● Given data
**********

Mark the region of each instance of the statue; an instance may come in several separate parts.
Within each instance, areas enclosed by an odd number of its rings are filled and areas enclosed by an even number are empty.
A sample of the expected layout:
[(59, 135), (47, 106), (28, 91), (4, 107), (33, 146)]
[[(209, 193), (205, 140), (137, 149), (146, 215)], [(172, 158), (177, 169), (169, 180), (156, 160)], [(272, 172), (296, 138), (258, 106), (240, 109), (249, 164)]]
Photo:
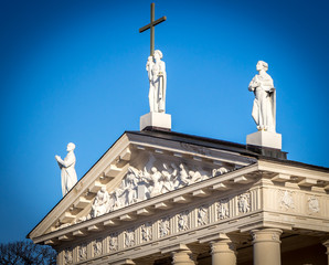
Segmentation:
[(148, 72), (150, 83), (150, 113), (164, 113), (167, 73), (166, 64), (163, 61), (161, 61), (161, 51), (156, 50), (153, 56), (149, 56), (146, 64), (146, 70)]
[(75, 155), (74, 155), (75, 145), (70, 142), (67, 145), (66, 151), (67, 156), (62, 160), (60, 156), (55, 156), (55, 159), (59, 162), (62, 177), (62, 193), (63, 197), (75, 186), (77, 182), (76, 172), (74, 169), (75, 166)]
[(92, 206), (92, 216), (97, 218), (105, 213), (108, 213), (110, 210), (110, 197), (106, 191), (105, 187), (97, 192), (95, 201)]
[(252, 116), (258, 130), (275, 132), (276, 92), (272, 77), (266, 73), (268, 64), (259, 61), (256, 68), (259, 73), (248, 86), (255, 94)]

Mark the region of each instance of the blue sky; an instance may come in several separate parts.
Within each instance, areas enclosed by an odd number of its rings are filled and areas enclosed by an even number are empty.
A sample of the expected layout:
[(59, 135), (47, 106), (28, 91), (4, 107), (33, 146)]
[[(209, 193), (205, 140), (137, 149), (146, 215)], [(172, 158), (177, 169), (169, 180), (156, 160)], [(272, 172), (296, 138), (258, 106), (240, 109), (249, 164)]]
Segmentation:
[[(150, 1), (0, 1), (0, 243), (61, 200), (55, 155), (78, 179), (148, 113)], [(290, 160), (329, 167), (328, 1), (156, 1), (172, 130), (245, 144), (258, 60), (277, 88)]]

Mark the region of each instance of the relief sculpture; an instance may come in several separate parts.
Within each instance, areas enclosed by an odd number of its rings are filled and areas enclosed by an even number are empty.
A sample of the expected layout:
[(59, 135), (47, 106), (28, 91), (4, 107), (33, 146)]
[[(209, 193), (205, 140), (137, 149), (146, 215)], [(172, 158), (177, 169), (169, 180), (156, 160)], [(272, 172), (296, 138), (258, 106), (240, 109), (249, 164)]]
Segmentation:
[(130, 205), (182, 187), (203, 181), (229, 172), (224, 167), (219, 169), (202, 169), (201, 167), (180, 162), (162, 162), (156, 165), (155, 157), (150, 157), (144, 169), (132, 166), (128, 168), (126, 177), (114, 191), (108, 193), (103, 187), (94, 200), (91, 213), (81, 218), (85, 221), (117, 209)]

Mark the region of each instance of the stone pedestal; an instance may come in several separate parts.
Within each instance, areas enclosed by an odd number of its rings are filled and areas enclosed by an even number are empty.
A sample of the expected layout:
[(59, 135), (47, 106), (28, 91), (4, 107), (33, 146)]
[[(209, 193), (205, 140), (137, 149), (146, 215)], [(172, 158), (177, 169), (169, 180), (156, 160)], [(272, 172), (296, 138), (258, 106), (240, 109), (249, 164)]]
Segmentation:
[(212, 265), (235, 265), (235, 246), (230, 239), (211, 242)]
[(140, 130), (147, 127), (156, 127), (171, 130), (171, 115), (164, 113), (148, 113), (140, 117)]
[(254, 265), (280, 265), (280, 234), (278, 229), (253, 230)]
[(322, 244), (323, 244), (323, 246), (326, 246), (326, 248), (327, 248), (326, 254), (327, 254), (328, 265), (329, 265), (329, 240), (325, 241)]
[(280, 134), (259, 130), (247, 135), (246, 144), (251, 146), (268, 147), (274, 149), (282, 149), (283, 139)]

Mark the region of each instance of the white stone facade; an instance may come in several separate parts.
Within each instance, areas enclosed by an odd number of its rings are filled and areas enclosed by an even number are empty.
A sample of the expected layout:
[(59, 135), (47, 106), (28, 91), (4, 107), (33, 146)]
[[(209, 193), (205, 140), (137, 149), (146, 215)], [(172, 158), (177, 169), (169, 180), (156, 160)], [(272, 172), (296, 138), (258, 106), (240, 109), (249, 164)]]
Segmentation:
[[(166, 258), (206, 264), (206, 255), (224, 264), (274, 265), (280, 264), (280, 245), (326, 239), (327, 169), (188, 139), (124, 134), (29, 236), (56, 248), (61, 265)], [(149, 184), (142, 182), (147, 177)], [(103, 208), (104, 198), (109, 208)], [(95, 211), (95, 201), (107, 210)], [(259, 254), (264, 250), (276, 258), (268, 263)]]

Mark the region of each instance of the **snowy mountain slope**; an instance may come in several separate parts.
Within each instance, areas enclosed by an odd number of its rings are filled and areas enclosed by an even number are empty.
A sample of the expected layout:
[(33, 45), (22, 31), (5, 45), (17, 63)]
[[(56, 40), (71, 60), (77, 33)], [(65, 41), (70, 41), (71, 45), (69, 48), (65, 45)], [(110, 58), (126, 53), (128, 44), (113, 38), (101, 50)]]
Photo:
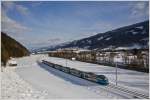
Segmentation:
[(116, 30), (99, 33), (97, 35), (74, 40), (70, 43), (57, 45), (48, 50), (56, 50), (59, 48), (86, 48), (86, 49), (104, 49), (104, 48), (118, 48), (131, 47), (139, 45), (140, 47), (148, 47), (149, 37), (149, 21), (136, 23), (130, 26), (118, 28)]
[(65, 74), (43, 64), (37, 64), (37, 60), (48, 59), (45, 55), (32, 55), (16, 59), (18, 68), (16, 73), (25, 81), (40, 91), (45, 91), (47, 99), (50, 98), (128, 98), (123, 94), (104, 90), (102, 87), (84, 79)]
[[(66, 66), (66, 60), (63, 58), (50, 57), (46, 60), (51, 61), (62, 66)], [(106, 75), (110, 82), (115, 83), (116, 69), (114, 67), (90, 64), (80, 61), (67, 60), (67, 67), (79, 69), (87, 72), (94, 72), (96, 74)], [(131, 71), (118, 68), (118, 84), (127, 87), (131, 90), (149, 94), (149, 74), (137, 71)]]

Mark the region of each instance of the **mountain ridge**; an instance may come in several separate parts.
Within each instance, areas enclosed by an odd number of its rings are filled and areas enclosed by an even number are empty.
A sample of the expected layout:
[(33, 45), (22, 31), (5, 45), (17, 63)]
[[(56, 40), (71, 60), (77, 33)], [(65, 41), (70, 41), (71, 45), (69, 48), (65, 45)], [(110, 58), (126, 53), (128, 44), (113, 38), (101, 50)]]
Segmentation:
[(1, 32), (1, 62), (6, 65), (10, 57), (22, 57), (29, 55), (29, 51), (18, 41)]

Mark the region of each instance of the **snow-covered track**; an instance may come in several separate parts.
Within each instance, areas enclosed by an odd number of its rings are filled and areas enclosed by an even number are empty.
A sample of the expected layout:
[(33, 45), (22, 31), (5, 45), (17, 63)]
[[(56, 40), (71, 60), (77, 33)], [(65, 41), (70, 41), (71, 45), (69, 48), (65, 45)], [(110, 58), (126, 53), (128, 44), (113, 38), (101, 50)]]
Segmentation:
[(113, 88), (113, 89), (116, 89), (120, 92), (124, 92), (125, 94), (128, 94), (134, 98), (140, 98), (140, 99), (149, 99), (149, 96), (148, 95), (145, 95), (143, 93), (140, 93), (138, 91), (132, 91), (132, 90), (129, 90), (127, 88), (124, 88), (124, 87), (121, 87), (121, 86), (116, 86), (112, 83), (110, 83), (107, 88)]
[[(92, 83), (94, 83), (94, 82), (92, 82)], [(94, 83), (94, 84), (98, 84), (98, 83)], [(118, 95), (123, 94), (122, 96), (125, 97), (125, 98), (149, 99), (149, 96), (146, 95), (146, 94), (140, 93), (140, 92), (135, 91), (135, 90), (129, 90), (128, 88), (125, 88), (125, 87), (122, 87), (122, 86), (118, 86), (118, 85), (116, 86), (113, 83), (109, 83), (109, 85), (107, 85), (107, 86), (102, 86), (102, 85), (99, 84), (98, 87), (95, 87), (95, 88), (92, 87), (91, 88), (91, 90), (93, 90), (93, 91), (98, 91), (99, 89), (104, 89), (106, 91), (109, 91), (109, 92), (112, 92), (112, 93), (115, 93), (115, 94), (118, 94)]]

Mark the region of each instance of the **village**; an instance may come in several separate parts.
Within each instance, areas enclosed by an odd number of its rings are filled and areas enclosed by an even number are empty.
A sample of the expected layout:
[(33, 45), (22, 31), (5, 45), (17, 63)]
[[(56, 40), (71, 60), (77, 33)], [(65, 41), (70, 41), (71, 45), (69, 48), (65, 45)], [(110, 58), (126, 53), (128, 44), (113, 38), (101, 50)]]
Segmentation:
[(149, 50), (130, 49), (130, 50), (78, 50), (78, 49), (59, 49), (49, 52), (49, 56), (73, 59), (83, 62), (95, 63), (148, 72), (149, 71)]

**********

● Exercise prompt
Could you print, character for character, the lines of the material between the line holding "Mark the region of each instance of the blue" and the line holding "60), (277, 88)]]", inclusive?

● Answer to this task
Mark the region of each instance of the blue sky; an instance may come in several separate parts.
Within each instance, areas enclosed by an odd number of its rings are filled and areas enclosed by an even number are empty.
A sample of the expected layout:
[(59, 135), (47, 106), (28, 91), (4, 107), (33, 146)]
[[(209, 193), (205, 140), (137, 149), (146, 215)], [(172, 158), (177, 169), (169, 180), (156, 160)], [(272, 172), (296, 138), (258, 106), (240, 109), (249, 164)]]
Segmentation:
[[(150, 1), (0, 1), (0, 243), (61, 200), (55, 155), (78, 179), (148, 113)], [(290, 160), (329, 167), (328, 1), (156, 1), (172, 130), (245, 144), (258, 60), (277, 88)]]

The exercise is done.